Wednesday, April 4, 2012
I tried to prepare for an empty nest.
But I was not prepared for questioning my parenting career, my mortality, or my significance. I was not prepared for memory fades, heart palpitations or emotional freefalls. They say growing older isn’t for sissies. But I am a sissy! A whiner. A weakling! Even worse, a wuss.
And the irony of the empty nest syndrome is that it was the filling of the nest that made my courage take flight in the first place. Am I the only one who wearies of paradoxes? (Or is it paradoses . . . . paradi? It can’t be paradise.)
I remember clearly the day my fearlessness ran for cover. It was my tenth wedding anniversary, and I sat shivering in a tiny tent on the edge of a sloping mountain in a torrential rainstorm. Any minute I expected my husband and I to be swept over the edge of the Mogollon Rim, along with our soggy shelter, to our certain deaths below. Our young children would be left, alone, to be raised by people who were not us, wondering for the rest of their childhoods what happened to their parents, while our petrified bodies lay crumpled in the desolate wilderness, undiscovered until only our teeth were left as identification decades later.
Of course, that didn’t really happen. Instead, we got in our unreliable vehicle which wearied of my whining and actually started up when Rob turned the key. Then we drove safely down that frozen mountain to a warm cabin with a fireplace.
But that’s not the point. The point is, I didn’t want our children to become orphans. And I lost my sense of adventure. As a matter of fact, in my little world, “adventure” is now the “A” word. Don’t even think of using it around me. I’ll smack you.

### RECORDS
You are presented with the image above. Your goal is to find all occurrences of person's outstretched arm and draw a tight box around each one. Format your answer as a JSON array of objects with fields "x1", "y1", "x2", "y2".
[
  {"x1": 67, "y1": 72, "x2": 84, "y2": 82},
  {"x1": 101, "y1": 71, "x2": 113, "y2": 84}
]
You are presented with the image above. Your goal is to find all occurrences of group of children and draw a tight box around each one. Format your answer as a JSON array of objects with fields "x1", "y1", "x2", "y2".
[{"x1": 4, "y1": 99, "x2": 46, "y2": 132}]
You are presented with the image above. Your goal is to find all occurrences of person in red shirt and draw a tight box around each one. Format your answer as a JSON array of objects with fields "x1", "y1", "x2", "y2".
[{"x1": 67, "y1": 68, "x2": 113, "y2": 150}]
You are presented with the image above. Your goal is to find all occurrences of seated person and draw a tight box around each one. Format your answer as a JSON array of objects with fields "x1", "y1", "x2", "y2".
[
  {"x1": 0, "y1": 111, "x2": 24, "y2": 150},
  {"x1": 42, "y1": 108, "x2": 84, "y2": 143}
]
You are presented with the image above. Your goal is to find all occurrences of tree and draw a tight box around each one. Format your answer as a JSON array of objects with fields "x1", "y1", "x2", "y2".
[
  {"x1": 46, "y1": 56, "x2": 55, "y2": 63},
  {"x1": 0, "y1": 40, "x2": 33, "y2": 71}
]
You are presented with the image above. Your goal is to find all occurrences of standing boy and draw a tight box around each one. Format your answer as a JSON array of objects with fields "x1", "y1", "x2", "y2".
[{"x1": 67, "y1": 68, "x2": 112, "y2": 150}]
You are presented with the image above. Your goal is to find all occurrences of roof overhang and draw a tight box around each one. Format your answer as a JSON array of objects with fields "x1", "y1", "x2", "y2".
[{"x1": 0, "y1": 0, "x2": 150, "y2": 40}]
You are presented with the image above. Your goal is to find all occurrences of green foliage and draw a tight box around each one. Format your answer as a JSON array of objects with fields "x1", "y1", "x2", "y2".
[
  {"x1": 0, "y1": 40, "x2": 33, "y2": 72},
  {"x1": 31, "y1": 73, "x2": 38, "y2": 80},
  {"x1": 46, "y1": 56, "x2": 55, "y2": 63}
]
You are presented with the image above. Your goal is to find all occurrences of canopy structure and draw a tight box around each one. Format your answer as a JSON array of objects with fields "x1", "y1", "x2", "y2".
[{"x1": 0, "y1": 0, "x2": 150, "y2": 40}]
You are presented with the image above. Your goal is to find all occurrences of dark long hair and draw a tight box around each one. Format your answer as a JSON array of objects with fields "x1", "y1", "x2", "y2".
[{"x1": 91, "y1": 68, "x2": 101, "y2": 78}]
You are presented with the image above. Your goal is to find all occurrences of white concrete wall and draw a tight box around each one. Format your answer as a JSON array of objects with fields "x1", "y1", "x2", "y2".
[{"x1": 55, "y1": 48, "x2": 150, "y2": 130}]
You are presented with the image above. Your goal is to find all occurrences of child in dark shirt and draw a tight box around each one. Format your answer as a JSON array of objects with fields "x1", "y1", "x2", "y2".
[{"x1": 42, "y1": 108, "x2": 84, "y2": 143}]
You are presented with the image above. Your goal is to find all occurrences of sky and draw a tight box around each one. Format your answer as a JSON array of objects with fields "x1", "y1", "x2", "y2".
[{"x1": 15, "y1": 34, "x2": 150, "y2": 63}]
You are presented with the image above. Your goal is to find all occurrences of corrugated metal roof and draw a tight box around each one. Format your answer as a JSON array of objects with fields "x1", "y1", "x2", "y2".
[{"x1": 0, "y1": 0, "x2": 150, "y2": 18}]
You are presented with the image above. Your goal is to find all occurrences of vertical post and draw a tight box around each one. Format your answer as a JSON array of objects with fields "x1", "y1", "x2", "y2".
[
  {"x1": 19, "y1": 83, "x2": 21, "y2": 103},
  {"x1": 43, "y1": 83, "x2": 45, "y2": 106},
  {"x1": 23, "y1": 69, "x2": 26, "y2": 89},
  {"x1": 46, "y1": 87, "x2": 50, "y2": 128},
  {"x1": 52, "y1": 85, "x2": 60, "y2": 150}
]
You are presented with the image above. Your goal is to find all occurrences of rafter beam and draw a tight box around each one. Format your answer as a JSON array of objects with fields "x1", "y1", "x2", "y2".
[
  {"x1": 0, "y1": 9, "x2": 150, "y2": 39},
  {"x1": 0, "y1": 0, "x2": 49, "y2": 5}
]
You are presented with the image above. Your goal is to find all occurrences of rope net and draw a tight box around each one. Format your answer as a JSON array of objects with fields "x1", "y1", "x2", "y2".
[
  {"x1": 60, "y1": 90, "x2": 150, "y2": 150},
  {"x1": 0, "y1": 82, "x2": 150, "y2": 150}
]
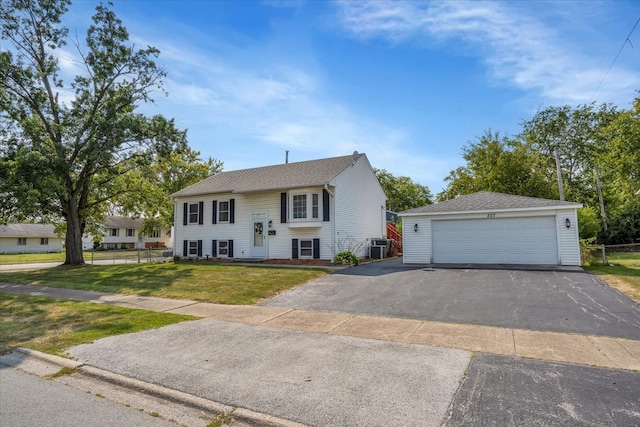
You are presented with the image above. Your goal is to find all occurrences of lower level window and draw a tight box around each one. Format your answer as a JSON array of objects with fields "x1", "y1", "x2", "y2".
[
  {"x1": 300, "y1": 240, "x2": 313, "y2": 258},
  {"x1": 189, "y1": 240, "x2": 198, "y2": 256},
  {"x1": 218, "y1": 240, "x2": 229, "y2": 256}
]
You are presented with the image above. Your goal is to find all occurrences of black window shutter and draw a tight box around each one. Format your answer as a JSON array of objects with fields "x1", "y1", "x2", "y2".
[
  {"x1": 322, "y1": 190, "x2": 330, "y2": 221},
  {"x1": 182, "y1": 203, "x2": 189, "y2": 225},
  {"x1": 280, "y1": 193, "x2": 287, "y2": 224}
]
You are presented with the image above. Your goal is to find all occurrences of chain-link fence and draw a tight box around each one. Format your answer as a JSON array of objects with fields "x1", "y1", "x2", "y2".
[
  {"x1": 85, "y1": 248, "x2": 173, "y2": 264},
  {"x1": 580, "y1": 243, "x2": 640, "y2": 265}
]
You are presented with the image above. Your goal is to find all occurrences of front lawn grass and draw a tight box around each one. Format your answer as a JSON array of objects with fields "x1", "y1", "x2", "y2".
[
  {"x1": 0, "y1": 293, "x2": 197, "y2": 356},
  {"x1": 0, "y1": 263, "x2": 326, "y2": 304},
  {"x1": 583, "y1": 252, "x2": 640, "y2": 302}
]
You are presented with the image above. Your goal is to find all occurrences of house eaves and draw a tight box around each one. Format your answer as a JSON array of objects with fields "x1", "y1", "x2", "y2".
[
  {"x1": 398, "y1": 191, "x2": 582, "y2": 217},
  {"x1": 171, "y1": 153, "x2": 364, "y2": 199}
]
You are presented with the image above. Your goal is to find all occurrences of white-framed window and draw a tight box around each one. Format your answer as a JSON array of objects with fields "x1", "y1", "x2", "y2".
[
  {"x1": 291, "y1": 193, "x2": 320, "y2": 221},
  {"x1": 311, "y1": 193, "x2": 319, "y2": 219},
  {"x1": 218, "y1": 240, "x2": 229, "y2": 256},
  {"x1": 298, "y1": 240, "x2": 313, "y2": 258},
  {"x1": 292, "y1": 194, "x2": 307, "y2": 219},
  {"x1": 187, "y1": 242, "x2": 198, "y2": 256},
  {"x1": 218, "y1": 200, "x2": 229, "y2": 222},
  {"x1": 189, "y1": 203, "x2": 200, "y2": 224}
]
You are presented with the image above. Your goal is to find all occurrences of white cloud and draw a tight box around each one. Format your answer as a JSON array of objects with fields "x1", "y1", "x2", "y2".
[{"x1": 338, "y1": 1, "x2": 640, "y2": 103}]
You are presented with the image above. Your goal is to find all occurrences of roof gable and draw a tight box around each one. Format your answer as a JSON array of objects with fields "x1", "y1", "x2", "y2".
[
  {"x1": 171, "y1": 152, "x2": 365, "y2": 197},
  {"x1": 400, "y1": 191, "x2": 582, "y2": 215}
]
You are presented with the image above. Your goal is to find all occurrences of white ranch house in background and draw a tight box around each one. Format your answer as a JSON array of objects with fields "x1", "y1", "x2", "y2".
[
  {"x1": 0, "y1": 223, "x2": 62, "y2": 254},
  {"x1": 399, "y1": 191, "x2": 582, "y2": 265},
  {"x1": 82, "y1": 216, "x2": 172, "y2": 250},
  {"x1": 172, "y1": 152, "x2": 386, "y2": 260}
]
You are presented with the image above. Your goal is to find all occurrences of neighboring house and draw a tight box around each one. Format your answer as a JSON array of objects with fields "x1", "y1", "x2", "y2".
[
  {"x1": 0, "y1": 224, "x2": 62, "y2": 254},
  {"x1": 399, "y1": 191, "x2": 582, "y2": 265},
  {"x1": 82, "y1": 216, "x2": 172, "y2": 249},
  {"x1": 172, "y1": 152, "x2": 386, "y2": 260}
]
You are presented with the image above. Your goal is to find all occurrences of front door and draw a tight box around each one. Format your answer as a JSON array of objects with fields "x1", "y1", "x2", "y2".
[{"x1": 251, "y1": 213, "x2": 267, "y2": 258}]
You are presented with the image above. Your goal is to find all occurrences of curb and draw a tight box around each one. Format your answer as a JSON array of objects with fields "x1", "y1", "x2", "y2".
[
  {"x1": 79, "y1": 365, "x2": 305, "y2": 427},
  {"x1": 9, "y1": 347, "x2": 84, "y2": 369},
  {"x1": 5, "y1": 347, "x2": 306, "y2": 427}
]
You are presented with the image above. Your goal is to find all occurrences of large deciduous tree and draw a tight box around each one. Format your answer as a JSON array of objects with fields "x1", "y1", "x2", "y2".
[
  {"x1": 0, "y1": 0, "x2": 187, "y2": 265},
  {"x1": 438, "y1": 131, "x2": 557, "y2": 201},
  {"x1": 374, "y1": 169, "x2": 433, "y2": 212}
]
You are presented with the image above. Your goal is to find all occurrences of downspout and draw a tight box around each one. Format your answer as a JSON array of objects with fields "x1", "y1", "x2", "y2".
[{"x1": 324, "y1": 184, "x2": 336, "y2": 261}]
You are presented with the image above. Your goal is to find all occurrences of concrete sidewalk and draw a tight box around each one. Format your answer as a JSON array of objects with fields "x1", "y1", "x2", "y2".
[{"x1": 0, "y1": 283, "x2": 640, "y2": 371}]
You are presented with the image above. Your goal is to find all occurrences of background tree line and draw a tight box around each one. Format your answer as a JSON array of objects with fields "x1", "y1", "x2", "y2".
[
  {"x1": 0, "y1": 0, "x2": 640, "y2": 265},
  {"x1": 437, "y1": 97, "x2": 640, "y2": 244}
]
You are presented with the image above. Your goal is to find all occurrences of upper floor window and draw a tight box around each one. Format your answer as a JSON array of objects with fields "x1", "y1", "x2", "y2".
[
  {"x1": 291, "y1": 193, "x2": 320, "y2": 220},
  {"x1": 218, "y1": 200, "x2": 229, "y2": 222},
  {"x1": 189, "y1": 203, "x2": 200, "y2": 224},
  {"x1": 293, "y1": 194, "x2": 307, "y2": 219}
]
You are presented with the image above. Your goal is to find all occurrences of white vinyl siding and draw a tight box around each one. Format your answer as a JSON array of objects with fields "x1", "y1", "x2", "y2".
[
  {"x1": 173, "y1": 156, "x2": 386, "y2": 260},
  {"x1": 332, "y1": 156, "x2": 387, "y2": 257}
]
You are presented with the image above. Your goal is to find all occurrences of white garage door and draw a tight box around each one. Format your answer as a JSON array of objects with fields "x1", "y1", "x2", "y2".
[{"x1": 431, "y1": 216, "x2": 558, "y2": 264}]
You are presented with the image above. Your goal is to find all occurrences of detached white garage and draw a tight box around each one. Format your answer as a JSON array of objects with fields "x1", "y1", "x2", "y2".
[{"x1": 399, "y1": 191, "x2": 582, "y2": 265}]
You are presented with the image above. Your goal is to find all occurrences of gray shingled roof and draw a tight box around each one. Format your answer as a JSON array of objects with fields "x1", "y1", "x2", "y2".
[
  {"x1": 104, "y1": 216, "x2": 143, "y2": 229},
  {"x1": 171, "y1": 153, "x2": 364, "y2": 197},
  {"x1": 399, "y1": 191, "x2": 582, "y2": 215},
  {"x1": 0, "y1": 223, "x2": 58, "y2": 238}
]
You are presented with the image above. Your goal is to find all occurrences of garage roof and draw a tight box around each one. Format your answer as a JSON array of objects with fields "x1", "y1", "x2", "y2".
[{"x1": 399, "y1": 191, "x2": 582, "y2": 216}]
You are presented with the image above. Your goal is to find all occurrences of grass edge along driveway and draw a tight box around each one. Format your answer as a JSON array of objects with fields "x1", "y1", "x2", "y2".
[
  {"x1": 0, "y1": 262, "x2": 326, "y2": 304},
  {"x1": 582, "y1": 252, "x2": 640, "y2": 303},
  {"x1": 0, "y1": 293, "x2": 198, "y2": 357}
]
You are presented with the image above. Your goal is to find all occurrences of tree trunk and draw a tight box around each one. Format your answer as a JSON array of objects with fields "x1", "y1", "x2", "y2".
[{"x1": 64, "y1": 203, "x2": 84, "y2": 265}]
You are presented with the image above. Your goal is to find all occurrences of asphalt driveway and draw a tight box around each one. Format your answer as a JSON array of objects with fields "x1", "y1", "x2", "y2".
[{"x1": 261, "y1": 259, "x2": 640, "y2": 340}]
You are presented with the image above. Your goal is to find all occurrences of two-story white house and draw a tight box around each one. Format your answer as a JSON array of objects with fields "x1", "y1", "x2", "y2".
[{"x1": 172, "y1": 152, "x2": 386, "y2": 260}]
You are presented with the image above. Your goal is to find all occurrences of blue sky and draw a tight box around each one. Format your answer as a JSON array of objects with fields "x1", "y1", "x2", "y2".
[{"x1": 62, "y1": 0, "x2": 640, "y2": 195}]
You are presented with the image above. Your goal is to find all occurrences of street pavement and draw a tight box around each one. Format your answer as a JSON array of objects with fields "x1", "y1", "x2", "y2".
[
  {"x1": 0, "y1": 368, "x2": 175, "y2": 427},
  {"x1": 0, "y1": 268, "x2": 640, "y2": 426}
]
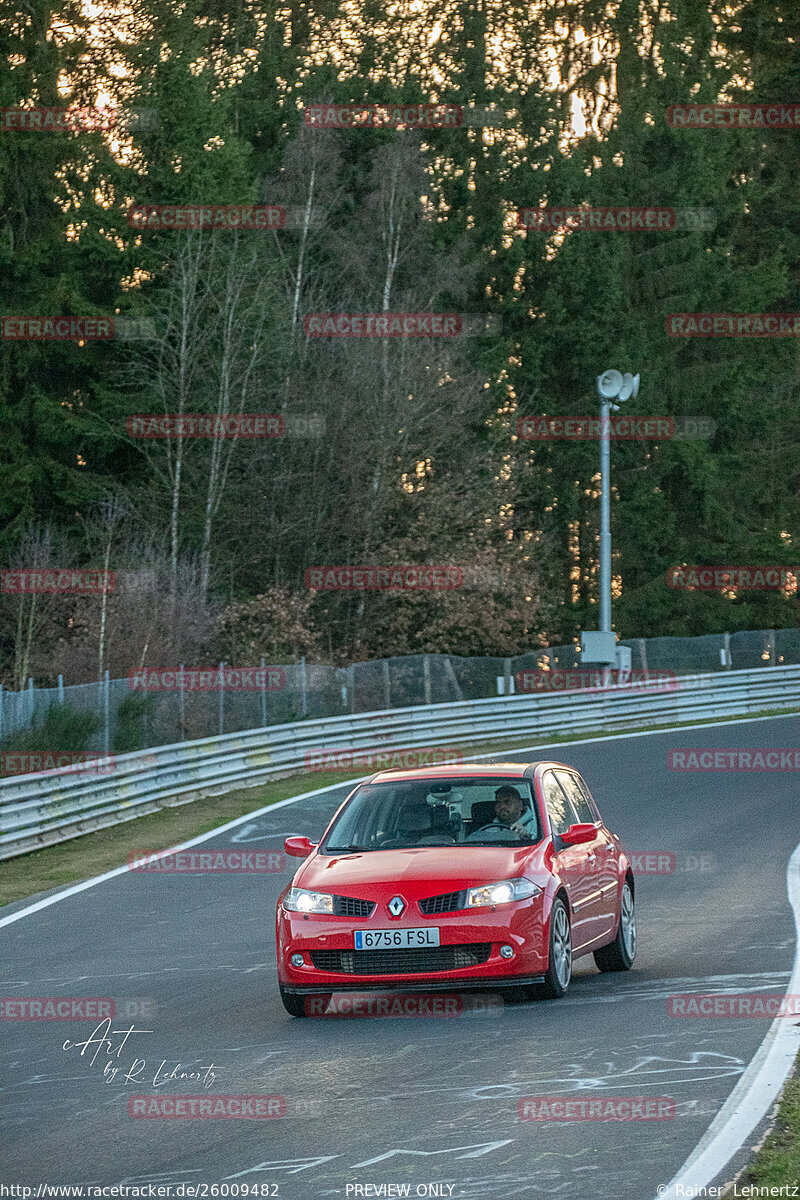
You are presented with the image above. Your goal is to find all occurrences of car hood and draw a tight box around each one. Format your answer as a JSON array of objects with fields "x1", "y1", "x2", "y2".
[{"x1": 293, "y1": 846, "x2": 551, "y2": 899}]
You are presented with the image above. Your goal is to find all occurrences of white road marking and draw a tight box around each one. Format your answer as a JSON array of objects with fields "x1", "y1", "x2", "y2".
[{"x1": 657, "y1": 846, "x2": 800, "y2": 1200}]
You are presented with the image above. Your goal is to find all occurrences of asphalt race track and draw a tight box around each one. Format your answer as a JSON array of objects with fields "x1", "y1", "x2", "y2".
[{"x1": 0, "y1": 718, "x2": 800, "y2": 1200}]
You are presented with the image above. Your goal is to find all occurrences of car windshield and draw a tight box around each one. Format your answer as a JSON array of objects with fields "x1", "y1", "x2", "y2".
[{"x1": 319, "y1": 778, "x2": 542, "y2": 854}]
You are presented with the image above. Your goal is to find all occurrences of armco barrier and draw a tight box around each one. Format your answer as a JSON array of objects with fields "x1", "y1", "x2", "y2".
[{"x1": 0, "y1": 666, "x2": 800, "y2": 859}]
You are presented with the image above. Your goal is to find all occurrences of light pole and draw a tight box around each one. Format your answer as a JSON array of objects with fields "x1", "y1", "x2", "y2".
[
  {"x1": 597, "y1": 370, "x2": 639, "y2": 634},
  {"x1": 581, "y1": 370, "x2": 639, "y2": 685}
]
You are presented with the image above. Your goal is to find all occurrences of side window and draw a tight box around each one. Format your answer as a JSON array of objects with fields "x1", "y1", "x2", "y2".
[
  {"x1": 558, "y1": 770, "x2": 597, "y2": 824},
  {"x1": 542, "y1": 770, "x2": 577, "y2": 834}
]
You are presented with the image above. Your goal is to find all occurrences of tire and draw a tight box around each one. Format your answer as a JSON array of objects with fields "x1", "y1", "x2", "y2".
[
  {"x1": 595, "y1": 880, "x2": 636, "y2": 971},
  {"x1": 537, "y1": 896, "x2": 572, "y2": 1000},
  {"x1": 281, "y1": 988, "x2": 330, "y2": 1016}
]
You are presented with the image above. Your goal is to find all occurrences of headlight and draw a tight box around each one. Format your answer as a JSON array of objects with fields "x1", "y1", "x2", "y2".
[
  {"x1": 467, "y1": 878, "x2": 542, "y2": 908},
  {"x1": 283, "y1": 888, "x2": 333, "y2": 912}
]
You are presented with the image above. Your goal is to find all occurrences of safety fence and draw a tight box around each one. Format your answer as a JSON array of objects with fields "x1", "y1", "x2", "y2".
[
  {"x1": 0, "y1": 666, "x2": 800, "y2": 858},
  {"x1": 0, "y1": 629, "x2": 800, "y2": 754}
]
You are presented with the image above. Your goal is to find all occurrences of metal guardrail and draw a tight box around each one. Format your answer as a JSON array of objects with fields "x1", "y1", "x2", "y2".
[{"x1": 0, "y1": 666, "x2": 800, "y2": 859}]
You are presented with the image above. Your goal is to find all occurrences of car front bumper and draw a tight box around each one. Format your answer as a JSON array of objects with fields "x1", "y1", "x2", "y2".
[{"x1": 277, "y1": 896, "x2": 549, "y2": 994}]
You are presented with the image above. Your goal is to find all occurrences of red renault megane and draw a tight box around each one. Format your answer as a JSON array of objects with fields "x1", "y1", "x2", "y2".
[{"x1": 276, "y1": 762, "x2": 636, "y2": 1016}]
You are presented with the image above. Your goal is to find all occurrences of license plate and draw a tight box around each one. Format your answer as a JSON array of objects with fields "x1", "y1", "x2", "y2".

### HOW TO COMPLETE THIS TASK
Copy the passage of the empty-nest essay above word for word, starting with "I remember clearly" and going on through "with a fireplace.".

### WRITTEN SOLUTION
I remember clearly the day my fearlessness ran for cover. It was my tenth wedding anniversary, and I sat shivering in a tiny tent on the edge of a sloping mountain in a torrential rainstorm. Any minute I expected my husband and I to be swept over the edge of the Mogollon Rim, along with our soggy shelter, to our certain deaths below. Our young children would be left, alone, to be raised by people who were not us, wondering for the rest of their childhoods what happened to their parents, while our petrified bodies lay crumpled in the desolate wilderness, undiscovered until only our teeth were left as identification decades later.
Of course, that didn’t really happen. Instead, we got in our unreliable vehicle which wearied of my whining and actually started up when Rob turned the key. Then we drove safely down that frozen mountain to a warm cabin with a fireplace.